Aim of the task
Reproduce the data exactly as given, except for any images.
--- START ---
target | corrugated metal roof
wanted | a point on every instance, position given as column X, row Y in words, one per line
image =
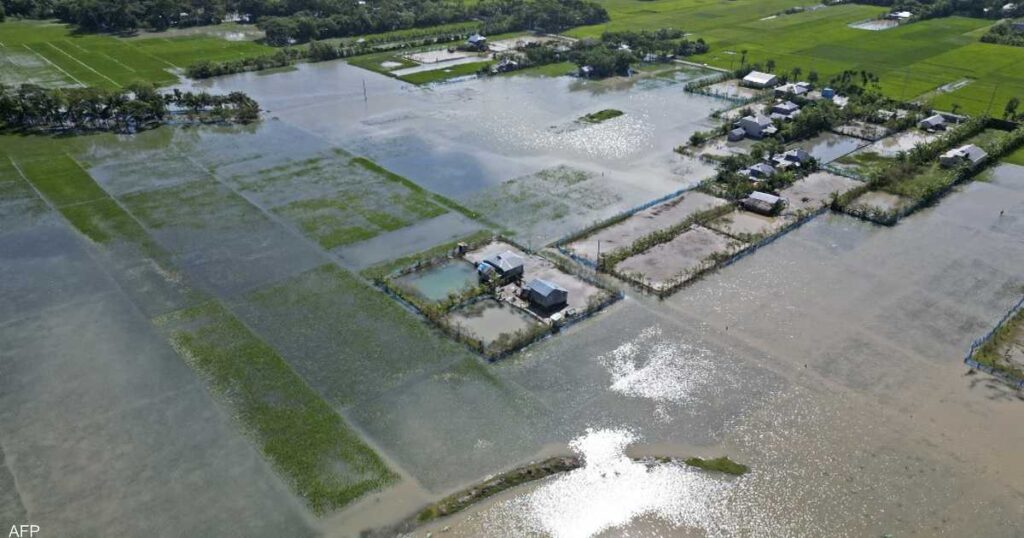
column 545, row 287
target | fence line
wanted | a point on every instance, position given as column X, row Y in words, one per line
column 830, row 168
column 969, row 358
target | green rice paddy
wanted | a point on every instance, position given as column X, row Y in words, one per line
column 910, row 60
column 324, row 460
column 439, row 75
column 48, row 53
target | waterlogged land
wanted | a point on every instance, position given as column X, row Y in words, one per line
column 193, row 311
column 911, row 59
column 49, row 54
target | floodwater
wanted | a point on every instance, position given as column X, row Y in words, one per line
column 829, row 361
column 828, row 147
column 440, row 281
column 488, row 319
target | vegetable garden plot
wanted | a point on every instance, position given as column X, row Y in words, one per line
column 349, row 341
column 218, row 238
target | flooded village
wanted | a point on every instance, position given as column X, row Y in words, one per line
column 547, row 301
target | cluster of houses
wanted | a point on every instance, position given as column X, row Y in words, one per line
column 792, row 159
column 758, row 126
column 933, row 123
column 900, row 16
column 969, row 154
column 763, row 203
column 507, row 267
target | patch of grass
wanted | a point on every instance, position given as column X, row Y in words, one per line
column 995, row 350
column 440, row 75
column 1016, row 158
column 865, row 161
column 722, row 464
column 382, row 270
column 601, row 116
column 324, row 459
column 104, row 221
column 412, row 185
column 463, row 499
column 374, row 61
column 911, row 60
column 67, row 58
column 59, row 178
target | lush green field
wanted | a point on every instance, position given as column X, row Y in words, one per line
column 911, row 60
column 49, row 53
column 1016, row 158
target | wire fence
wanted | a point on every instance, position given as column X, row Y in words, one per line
column 969, row 358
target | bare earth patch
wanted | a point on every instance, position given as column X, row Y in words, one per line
column 660, row 216
column 687, row 254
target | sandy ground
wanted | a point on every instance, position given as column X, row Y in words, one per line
column 685, row 254
column 815, row 192
column 880, row 200
column 660, row 216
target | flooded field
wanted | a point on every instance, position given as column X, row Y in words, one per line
column 660, row 216
column 828, row 362
column 468, row 138
column 488, row 320
column 828, row 147
column 436, row 283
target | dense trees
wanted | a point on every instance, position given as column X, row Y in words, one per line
column 300, row 21
column 122, row 15
column 136, row 108
column 935, row 8
column 496, row 16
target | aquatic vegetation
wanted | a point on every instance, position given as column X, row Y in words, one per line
column 1004, row 349
column 325, row 460
column 517, row 477
column 442, row 74
column 600, row 116
column 720, row 464
column 102, row 60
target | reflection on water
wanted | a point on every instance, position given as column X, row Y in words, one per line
column 459, row 138
column 653, row 367
column 608, row 492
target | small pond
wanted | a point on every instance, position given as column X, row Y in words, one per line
column 439, row 281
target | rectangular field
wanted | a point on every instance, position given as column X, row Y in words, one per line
column 49, row 54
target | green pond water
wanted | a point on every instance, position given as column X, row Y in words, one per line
column 437, row 282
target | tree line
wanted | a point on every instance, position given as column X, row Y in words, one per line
column 135, row 108
column 288, row 22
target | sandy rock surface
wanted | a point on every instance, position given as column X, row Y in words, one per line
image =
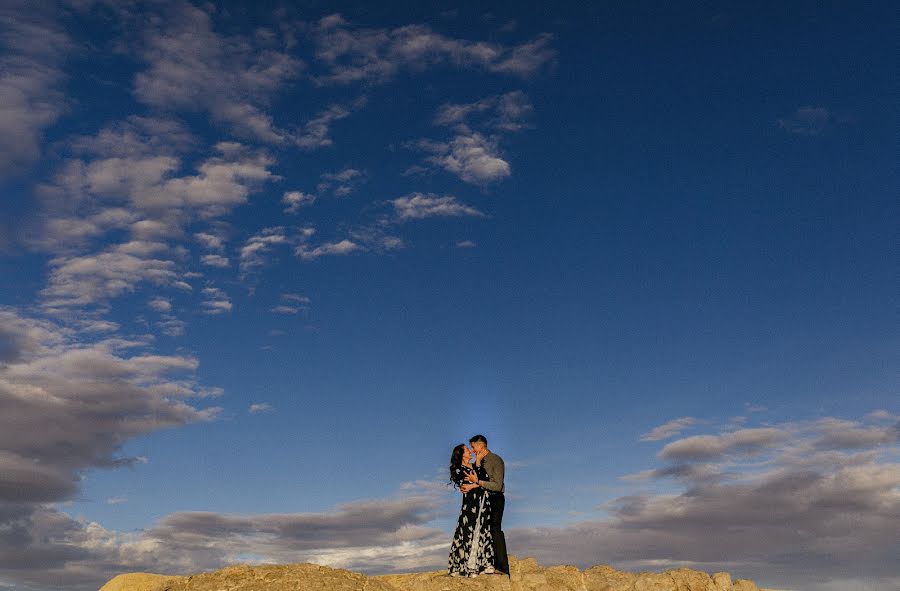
--- END ---
Answer section
target | corrugated metal roof
wanted | a point on every instance, position given as column X, row Y in words, one per line
image =
column 545, row 287
target | fence line
wanted | a point on every instance, position given as column X, row Y in words, one per line
column 830, row 168
column 969, row 358
target | green rice paddy
wanted | a point on every instance, position given as column X, row Y in words, one per line
column 910, row 60
column 324, row 460
column 439, row 75
column 48, row 53
target | waterlogged land
wanted | a point on every instance, position given as column X, row Y in words, one per line
column 193, row 311
column 911, row 59
column 49, row 54
target | floodwater
wanted | a point on every instance, position given as column X, row Y in words, one per line
column 829, row 361
column 828, row 147
column 440, row 281
column 488, row 319
target | vegetable garden plot
wanted | a point on every instance, position given as column X, row Y in words, one per line
column 349, row 341
column 218, row 238
target | flooded village
wanted | a point on every instance, position given as column X, row Y in words, one per line
column 547, row 301
target | cluster of houses
wanted | a point on every instance, position given as column X, row Y in words, one per line
column 792, row 159
column 758, row 126
column 933, row 123
column 900, row 16
column 969, row 154
column 763, row 203
column 507, row 267
target | patch of grass
wanted | a point on every instance, position given as column X, row Y in words, one per line
column 995, row 350
column 440, row 75
column 1016, row 158
column 865, row 161
column 722, row 464
column 382, row 270
column 601, row 116
column 324, row 459
column 104, row 221
column 412, row 185
column 463, row 499
column 374, row 61
column 911, row 60
column 67, row 58
column 59, row 178
target | lush green field
wanted | a point on every instance, position given as column X, row Y in words, one per line
column 911, row 60
column 49, row 53
column 1016, row 158
target | wire fence
wanted | a point on every instance, position given as column X, row Y in words, one per line
column 969, row 358
target | bare earth patch
wanted | a point on every instance, position given as column X, row Y in words, one per line
column 660, row 216
column 687, row 254
target | sandy ground
wanted | a point on every instance, position given as column X, row Y in words, one per line
column 685, row 254
column 815, row 192
column 880, row 200
column 660, row 216
target | flooded field
wanted | a point on every instance, position given as column X, row Y in words, one per line
column 660, row 216
column 828, row 362
column 468, row 138
column 488, row 320
column 828, row 147
column 436, row 283
target | dense trees
wanted | a point on every instance, position given as column X, row Y in words, one per line
column 300, row 21
column 122, row 15
column 136, row 108
column 935, row 8
column 496, row 16
target | aquatic vegetation
wanted | a point on every instance, position given as column X, row Y in words, one per line
column 1004, row 349
column 325, row 460
column 517, row 477
column 442, row 74
column 600, row 116
column 720, row 464
column 102, row 60
target | reflection on water
wanted | a point on every instance, position given as column X, row Y in words, one per line
column 459, row 138
column 653, row 367
column 608, row 492
target | small pond
wanted | a point on every instance, position given as column X, row Y in words, one per line
column 439, row 281
target | rectangular field
wanted | a point on every instance, position given as column X, row Y in words, one per line
column 49, row 54
target | green pond water
wanted | a point on every instance, position given as column X, row Y in words, one per line
column 437, row 282
target | tree line
wanted | a point on every instance, position given as column X, row Y in words, one per line
column 135, row 108
column 288, row 22
target | sandy rock surface
wanted | a point on every instance, position given as column X, row Y in words, one per line
image =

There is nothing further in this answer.